_WORK INSTRUCTIONS_
Excluding any images, copy all of the lines below precisely as written.

_INFORMATION_

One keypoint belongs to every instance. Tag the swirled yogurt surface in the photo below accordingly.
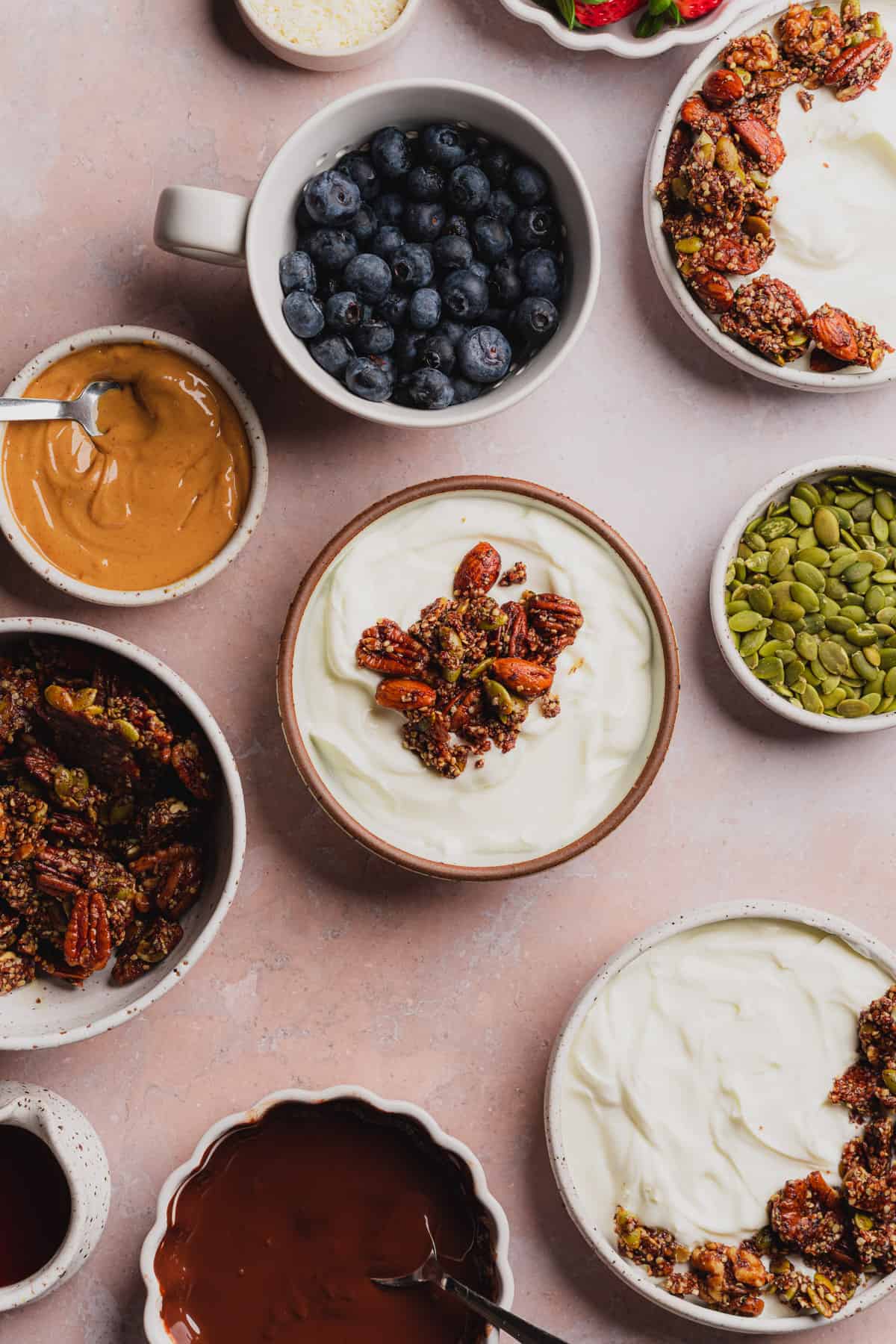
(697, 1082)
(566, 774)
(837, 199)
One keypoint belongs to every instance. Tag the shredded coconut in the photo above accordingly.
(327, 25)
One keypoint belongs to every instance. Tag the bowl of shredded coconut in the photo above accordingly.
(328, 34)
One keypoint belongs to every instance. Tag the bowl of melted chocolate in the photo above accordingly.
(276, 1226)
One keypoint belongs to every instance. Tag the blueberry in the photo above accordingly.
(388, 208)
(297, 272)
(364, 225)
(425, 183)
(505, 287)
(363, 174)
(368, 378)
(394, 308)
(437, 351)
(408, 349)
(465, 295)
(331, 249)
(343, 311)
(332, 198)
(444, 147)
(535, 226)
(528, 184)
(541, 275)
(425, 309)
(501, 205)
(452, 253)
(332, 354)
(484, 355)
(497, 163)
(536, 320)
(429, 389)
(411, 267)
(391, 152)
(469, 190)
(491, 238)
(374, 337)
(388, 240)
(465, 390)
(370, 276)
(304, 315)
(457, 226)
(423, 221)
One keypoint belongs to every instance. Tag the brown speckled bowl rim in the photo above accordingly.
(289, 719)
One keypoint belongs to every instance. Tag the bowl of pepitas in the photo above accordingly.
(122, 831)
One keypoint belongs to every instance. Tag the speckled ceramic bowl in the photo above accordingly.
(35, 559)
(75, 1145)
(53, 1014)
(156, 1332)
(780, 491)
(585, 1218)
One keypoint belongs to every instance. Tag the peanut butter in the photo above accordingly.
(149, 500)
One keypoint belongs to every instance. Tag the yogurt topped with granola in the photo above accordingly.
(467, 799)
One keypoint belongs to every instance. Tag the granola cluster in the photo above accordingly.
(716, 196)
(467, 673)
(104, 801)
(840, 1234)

_ANSWER FOR THIS EXERCISE_
One keypoint belongs to every instance. Tag the swirled yogurt surface in the photo below accordingly.
(697, 1082)
(566, 774)
(837, 199)
One keypoint belongs to every instance. Tag the shredded coconut in the photo above accordingly.
(327, 25)
One keypoint belongs to every instance. Tag the bowl of shredded coconut in the photo above accordingly.
(328, 34)
One keypoint belongs to every instance. Tag the bowl of melted chocolate in the photo above accordingly.
(276, 1226)
One keypoint belongs to every instance. Tag the blueberry in the photo above accordingly.
(388, 208)
(297, 272)
(364, 225)
(425, 183)
(505, 287)
(363, 174)
(368, 378)
(394, 308)
(437, 351)
(408, 349)
(465, 295)
(331, 249)
(343, 311)
(332, 198)
(444, 147)
(535, 226)
(528, 184)
(541, 275)
(425, 309)
(501, 205)
(452, 253)
(332, 354)
(484, 355)
(497, 163)
(536, 320)
(429, 389)
(411, 267)
(391, 152)
(469, 190)
(491, 238)
(374, 337)
(388, 240)
(465, 390)
(370, 276)
(304, 315)
(457, 226)
(423, 221)
One keypoint belongs to every instance. Tag the brown speckled bowl rim in the photo above accordingly.
(289, 719)
One keypoint belongs to every instance. Tag the bowl of pepitas in the photo above accordingly.
(122, 831)
One keypoint belongs to every instance. Tag the speckled ceramic bowl in the photo above accordingly.
(35, 559)
(75, 1145)
(53, 1014)
(156, 1332)
(780, 491)
(585, 1218)
One keypoint belongs to every instance. Tag the peanut butter in the photo above accordingly.
(149, 500)
One keypoint belongs to every instance. Tag the yogurt topped with granola in the photo above accordingly.
(467, 799)
One keypoint belongs to every instance. Tag the granola cluster in the photo above accordingly.
(716, 196)
(467, 673)
(104, 801)
(840, 1234)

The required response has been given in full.